## SOURCE DOCUMENT
:::

Gun control advocates aren’t happy. Not only are mountains of gun control laws likely not passing this year because of abbreviated legislative sessions, but millions of people are becoming new gun owners. They’re learning they were fed a line of bull about what gun laws actually were. That makes them naturally skeptical of what anti-gunners might try to push.
However, anti-gunners are going to continue pushing their agenda, even if they have to engage in a bit of scare-mongering to do it.
The intersection of the stresses caused by the coronavirus pandemic and the proliferation of new gun ownership is alarming. Pennsylvania’s background check server, the Pennsylvania Instant Check System, has crashed at least twice recently because of the surge in gun purchases.
People, many of them first-time gun buyers, have waited in lines for hours to purchase guns.
Data from the nonprofit Everytown for Gun Safety, tells us that in the U.S. an average of 52 women are shot and killed by an intimate partner each month, an average of 43 children (newborns to 19-year-olds) every day die as a result of gun violence, and suicides account for almost two-thirds of firearm deaths.
These disturbing statistics could surge as a result of the economic stresses on families quarantined, sometimes in close quarters, with no income and no health insurance. Introduce more guns into these households, and we could be looking at an escalation of the already existing health crisis caused by easy access to guns.

:::

## WHAT TO WORK ON
a) From the gun ownership article, repeat the passage from "People, many of" to "of firearm deaths.".
b) Answer these questions using the gun ownership article:
(i) What is the name of the background check server that has crashed at least twice recently?
(ii) According to the Everytown for Gun Safety data, on average how many women in the U.S. are shot and killed by an intimate partner each month?
(iii) What share of firearm deaths do suicides account for?
c) Summarize the gun ownership article in three sentences.

Stored data entries:
:::

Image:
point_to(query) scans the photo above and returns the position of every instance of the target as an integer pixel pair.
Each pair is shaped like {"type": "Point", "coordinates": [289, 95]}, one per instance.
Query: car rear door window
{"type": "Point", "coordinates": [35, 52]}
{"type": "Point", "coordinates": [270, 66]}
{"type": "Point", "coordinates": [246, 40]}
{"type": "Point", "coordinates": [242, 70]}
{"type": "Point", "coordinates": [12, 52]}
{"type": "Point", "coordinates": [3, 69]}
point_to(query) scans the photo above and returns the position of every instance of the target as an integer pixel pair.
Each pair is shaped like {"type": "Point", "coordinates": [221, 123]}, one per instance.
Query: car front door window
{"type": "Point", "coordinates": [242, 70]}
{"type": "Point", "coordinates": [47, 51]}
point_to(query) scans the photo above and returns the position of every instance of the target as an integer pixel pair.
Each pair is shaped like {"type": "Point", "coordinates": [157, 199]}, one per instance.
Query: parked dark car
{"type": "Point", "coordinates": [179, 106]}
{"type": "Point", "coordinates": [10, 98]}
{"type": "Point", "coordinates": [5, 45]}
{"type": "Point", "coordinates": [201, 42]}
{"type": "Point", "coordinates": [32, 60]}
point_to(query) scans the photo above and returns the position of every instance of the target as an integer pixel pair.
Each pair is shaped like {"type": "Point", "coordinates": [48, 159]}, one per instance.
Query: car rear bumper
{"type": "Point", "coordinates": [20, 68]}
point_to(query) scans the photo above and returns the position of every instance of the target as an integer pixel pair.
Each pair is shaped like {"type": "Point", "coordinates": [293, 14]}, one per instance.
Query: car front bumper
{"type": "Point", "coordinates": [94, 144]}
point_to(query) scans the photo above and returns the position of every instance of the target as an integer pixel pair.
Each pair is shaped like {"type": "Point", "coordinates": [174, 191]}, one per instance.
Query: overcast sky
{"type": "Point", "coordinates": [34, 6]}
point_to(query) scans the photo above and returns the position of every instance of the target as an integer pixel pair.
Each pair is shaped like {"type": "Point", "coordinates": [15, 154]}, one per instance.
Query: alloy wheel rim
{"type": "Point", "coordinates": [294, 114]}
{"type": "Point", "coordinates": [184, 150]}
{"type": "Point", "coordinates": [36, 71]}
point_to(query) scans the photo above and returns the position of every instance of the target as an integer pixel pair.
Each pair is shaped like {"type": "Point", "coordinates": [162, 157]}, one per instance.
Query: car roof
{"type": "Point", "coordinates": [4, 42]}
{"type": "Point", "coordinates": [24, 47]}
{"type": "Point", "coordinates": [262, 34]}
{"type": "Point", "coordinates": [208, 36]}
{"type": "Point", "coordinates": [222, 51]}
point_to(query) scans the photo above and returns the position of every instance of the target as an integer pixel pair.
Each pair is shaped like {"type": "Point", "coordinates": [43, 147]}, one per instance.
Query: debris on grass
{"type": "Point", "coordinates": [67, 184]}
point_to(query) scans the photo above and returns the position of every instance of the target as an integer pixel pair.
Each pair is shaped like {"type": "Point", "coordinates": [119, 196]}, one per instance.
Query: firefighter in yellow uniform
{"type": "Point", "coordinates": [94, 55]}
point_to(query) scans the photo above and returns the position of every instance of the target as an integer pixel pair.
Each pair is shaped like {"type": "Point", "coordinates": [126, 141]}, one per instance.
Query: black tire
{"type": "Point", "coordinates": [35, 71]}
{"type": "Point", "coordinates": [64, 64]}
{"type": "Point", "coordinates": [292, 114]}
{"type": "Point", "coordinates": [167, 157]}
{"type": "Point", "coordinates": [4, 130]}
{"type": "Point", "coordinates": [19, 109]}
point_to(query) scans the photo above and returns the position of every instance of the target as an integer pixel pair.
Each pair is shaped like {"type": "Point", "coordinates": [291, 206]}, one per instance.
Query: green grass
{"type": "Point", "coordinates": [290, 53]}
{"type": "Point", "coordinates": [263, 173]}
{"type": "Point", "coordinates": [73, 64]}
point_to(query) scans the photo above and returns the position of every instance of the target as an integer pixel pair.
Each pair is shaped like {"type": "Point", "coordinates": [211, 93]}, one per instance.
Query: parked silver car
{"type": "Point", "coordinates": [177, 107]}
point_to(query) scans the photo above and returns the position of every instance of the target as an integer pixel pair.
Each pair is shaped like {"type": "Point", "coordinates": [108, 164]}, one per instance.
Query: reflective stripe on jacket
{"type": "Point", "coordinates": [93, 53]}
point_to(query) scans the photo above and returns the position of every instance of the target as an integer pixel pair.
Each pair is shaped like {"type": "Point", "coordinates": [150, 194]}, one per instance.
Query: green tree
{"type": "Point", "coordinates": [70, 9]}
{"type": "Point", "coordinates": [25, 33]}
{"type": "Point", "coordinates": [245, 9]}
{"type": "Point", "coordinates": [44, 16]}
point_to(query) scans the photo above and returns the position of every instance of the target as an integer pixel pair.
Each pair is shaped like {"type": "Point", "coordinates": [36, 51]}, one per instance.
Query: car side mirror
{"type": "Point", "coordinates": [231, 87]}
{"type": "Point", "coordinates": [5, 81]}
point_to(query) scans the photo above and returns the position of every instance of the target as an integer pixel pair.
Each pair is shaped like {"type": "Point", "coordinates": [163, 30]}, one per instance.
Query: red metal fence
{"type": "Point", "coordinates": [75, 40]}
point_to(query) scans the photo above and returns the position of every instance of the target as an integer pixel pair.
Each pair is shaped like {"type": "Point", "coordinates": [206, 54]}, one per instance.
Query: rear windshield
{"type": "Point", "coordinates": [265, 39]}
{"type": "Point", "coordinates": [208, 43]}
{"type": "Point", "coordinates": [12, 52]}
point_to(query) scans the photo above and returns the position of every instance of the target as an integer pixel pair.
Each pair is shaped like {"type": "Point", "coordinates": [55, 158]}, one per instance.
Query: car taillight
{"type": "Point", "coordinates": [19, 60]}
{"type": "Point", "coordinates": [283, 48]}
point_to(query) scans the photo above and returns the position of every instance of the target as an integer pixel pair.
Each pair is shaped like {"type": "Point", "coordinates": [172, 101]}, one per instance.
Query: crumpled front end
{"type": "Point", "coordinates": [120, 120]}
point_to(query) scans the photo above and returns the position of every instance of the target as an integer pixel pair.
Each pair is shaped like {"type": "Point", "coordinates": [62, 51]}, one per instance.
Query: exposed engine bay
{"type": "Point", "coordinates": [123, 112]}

:::

## ANSWERS FOR EACH ITEM
a)
People, many of them first-time gun buyers, have waited in lines for hours to purchase guns.
Data from the nonprofit Everytown for Gun Safety, tells us that in the U.S. an average of 52 women are shot and killed by an intimate partner each month, an average of 43 children (newborns to 19-year-olds) every day die as a result of gun violence, and suicides account for almost two-thirds of firearm deaths.

b)
(i) The Pennsylvania Instant Check System
(ii) 52
(iii) Almost two-thirds

c) Gun control advocates are unhappy because many gun control laws likely won't pass this year due to abbreviated legislative sessions, and because millions of people are becoming new gun owners. Anti-gunners are expected to keep pushing their agenda, even if that means some scare-mongering. The article then presents the argument that the surge in gun purchases during the coronavirus pandemic, combined with economic stress on quarantined families, could drive up already disturbing rates of gun deaths.